◆ **Aufgabe 1**:
Fassen Sie den zitierten Text in zwei Sätzen zusammen.
··· Zitierter Text ···
Die perfekten Sommertreter finden: Ein Schuh wie du
Im Hochsommer zeigt sich, wer wer ist. Stehen Sie auf Adiletten-Swag oder Sandalen-Schick? Unsere AutorInnen haben die passende Fußbekleidung schon gefunden.
Sandale
Dass es mir in Deutschland mal zu heiß werden würde, hätte ich eigentlich nicht gedacht. Aber dann kam der letzte Jahrhundertsommer, ich wurde 50 und gab auf. Ich brauchte etwas Luftiges. Ich ging in meinen Lieblingsschuhladen und sagte, es sei so weit, ich bräuchte Sandalen. Ja, sagte, meine Lieblingsverkäuferin schönen Lederschuhwerks aus Italien oder England, das höre sie jetzt öfter. Ich zog die Socken aus, meine Füße waren schneeweiß, ich ekelte mich etwas vor ihnen. Das tun alle Männer, sagte meine Lieblingsverkäuferin, das legt sich. Als ich schwarze und braune Sandalen anprobierte, wurden meine Füße noch blasser. Ich fand alle Modelle hässlich, ich kaufte das, wo „Made in Italy“ draufstand. Aus Frust kaufte ich mir noch ein paar schwarze Budapester, die ich nicht brauchte und mir trotz Sale nicht leisten konnte. Meine Lieblingsverkäuferin war zufrieden. Zu Hause zog ich die Sandalen an, ich rief meine Söhne in einer vagen Hoffnung. Meine Söhne betrachteten schweigend meine Füße in den Sandalen. „Kannst sie ja noch zurückgeben“, sagte dann der 19-Jährige. „Jetzt bist du echt alt“, sagte der 14-Jährige und: „Hörst du jetzt auch auf zu duschen?“ Das war tröstend gemeint.
···
◆ **Aufgabe 2**:
Wählen Sie aus den Datensätzen jede Zeile aus, in der die Zeichenfolge "white" vorkommt. Groß- und Kleinschreibung wird dabei unterschieden.
··· Bereitgestelltes Material ···
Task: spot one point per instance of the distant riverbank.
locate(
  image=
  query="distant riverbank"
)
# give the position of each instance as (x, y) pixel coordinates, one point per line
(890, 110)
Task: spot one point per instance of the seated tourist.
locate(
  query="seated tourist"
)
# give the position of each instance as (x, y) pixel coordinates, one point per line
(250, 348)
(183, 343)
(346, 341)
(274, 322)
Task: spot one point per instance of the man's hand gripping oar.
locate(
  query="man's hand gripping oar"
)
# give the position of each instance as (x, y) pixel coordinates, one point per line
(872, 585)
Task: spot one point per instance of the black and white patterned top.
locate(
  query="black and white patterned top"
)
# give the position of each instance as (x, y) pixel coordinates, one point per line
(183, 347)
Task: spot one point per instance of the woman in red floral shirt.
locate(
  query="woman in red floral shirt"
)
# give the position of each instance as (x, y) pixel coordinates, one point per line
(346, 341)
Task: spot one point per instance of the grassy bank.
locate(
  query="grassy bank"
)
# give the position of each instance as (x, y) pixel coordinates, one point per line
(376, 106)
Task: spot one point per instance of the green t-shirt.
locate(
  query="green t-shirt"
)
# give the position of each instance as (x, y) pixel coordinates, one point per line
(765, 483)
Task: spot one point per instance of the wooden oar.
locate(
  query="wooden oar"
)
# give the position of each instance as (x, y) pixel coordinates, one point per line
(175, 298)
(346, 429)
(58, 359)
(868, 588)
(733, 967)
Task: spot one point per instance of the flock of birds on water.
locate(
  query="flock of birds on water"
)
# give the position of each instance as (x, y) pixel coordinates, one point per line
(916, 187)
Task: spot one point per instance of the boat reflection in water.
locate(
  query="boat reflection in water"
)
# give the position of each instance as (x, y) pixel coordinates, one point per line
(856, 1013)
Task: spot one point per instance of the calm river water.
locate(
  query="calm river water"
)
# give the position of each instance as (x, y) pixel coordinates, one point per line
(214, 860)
···
◆ **Vollständige Antwort 1**:
Der zitierte Text fragt, ob man im Hochsommer eher zu Adiletten oder zu Sandalen greift, und im Abschnitt „Sandale“ wird aus der Ich-Perspektive erzählt, wie nach dem letzten Jahrhundertsommer und dem 50. Geburtstag der Entschluss fiel, im Lieblingsschuhladen Sandalen zu kaufen. Alle Modelle wirkten hässlich, gekauft wurde das Paar mit „Made in Italy“ und aus Frust noch ein Paar Budapester, und zu Hause reagierten die Söhne wenig begeistert, der 14-Jährige etwa mit „Jetzt bist du echt alt“.

◆ **Vollständige Antwort 2**:
Task: spot one point per instance of the black and white patterned top.
  query="black and white patterned top"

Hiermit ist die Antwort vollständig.